• _ATIVIDADE 1_
Transcreva fielmente o trecho do texto sobre o PMMA que começa nas palavras "Diante desse cenário" e termina logo após "produção e comercialização.".
• _ATIVIDADE 2_
De acordo com o texto sobre o PMMA, em que década começou a adoção dessa substância como material de preenchimento?

----- TEXTO DA PÁGINA -----

Desde 2006, entidades médicas nacionais têm alertado as autoridades e a população sobre riscos relacionados ao uso do polimetilmetacrilato (PMMA) como preenchedor cutâneo ou de áreas extensas, como glúteos. Porém, as sucessivas notas e pareceres não atingiram seu objetivo de restringir o emprego dessa substância.
Pelo contrário, percebe-se o aumento vertiginoso da aplicação do PMMA em procedimentos estéticos, inclusive por profissionais não médicos, causando imenso dano à população. No noticiário e nos consultórios, é evidente a recorrência de casos de sequelas e mortes com origem no emprego desse polímero, que faz parte do arsenal da medicina desde a Segunda Guerra Mundial.
Seu uso na medicina teve início naquela época, sendo empregado na reconstrução de defeitos cranianos. Posteriormente, foi introduzido como cimento ósseo e na fabricação de lentes oculares, além de ter usos também na odontologia. Como material de preenchimento, sua adoção começou nos anos 1990.
Contudo, sua aplicação como preenchedor foi cercada de controvérsias, desde poucos anos após sua introdução no mercado. Atualmente, a prática clínica e evidências científicas sólidas revelam problemas complexos decorrentes da injeção dessa substância em preenchimentos cutâneos e de partes moles.
Por ser material não reabsorvível e permanente, o PMMA é capaz de gerar complicações mesmo muitos anos após sua aplicação. Entre elas estão formação de nódulos, granulomas, processos inflamatórios crônicos, embolias, necroses teciduais, infecções persistentes, insuficiência renal, deformidades irreversíveis e mortes.
A situação se agrava ainda mais, pois complicações relacionadas ao PMMA não são de fácil condução. Esses tratamentos envolvem o uso contínuo de imunossupressores e sua remoção cirúrgica está necessariamente associada à retirada de parte dos tecidos saudáveis preenchidos. Geralmente, esses atos resultam em danos estéticos e funcionais significativos.
Assim, em virtude do elevado risco de efeitos adversos, o PMMA não é recomendado para fins estéticos e reparadores, independentemente de ser administrado por médicos ou não médicos, uma vez que as intercorrências são produto-dependentes.
Diante desse cenário e visando à proteção da sociedade, o Conselho Federal de Medicina (CFM), após ampla discussão, reuniões de câmaras técnicas e revisão das evidências científicas, encaminhou documento formal à Agência Nacional de Vigilância Sanitária (Anvisa) com recomendação para que o uso do PMMA como substância de preenchimento seja proscrito no Brasil e requerimento para que seja determinada imediatamente a suspensão de sua produção e comercialização.

----- DADOS FORNECIDOS -----

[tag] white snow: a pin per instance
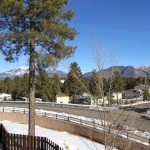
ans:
(63, 139)
(64, 116)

-----

• _SUA RESPOSTA 1_
Diante desse cenário e visando à proteção da sociedade, o Conselho Federal de Medicina (CFM), após ampla discussão, reuniões de câmaras técnicas e revisão das evidências científicas, encaminhou documento formal à Agência Nacional de Vigilância Sanitária (Anvisa) com recomendação para que o uso do PMMA como substância de preenchimento seja proscrito no Brasil e requerimento para que seja determinada imediatamente a suspensão de sua produção e comercialização.

• _SUA RESPOSTA 2_
Nos anos 1990.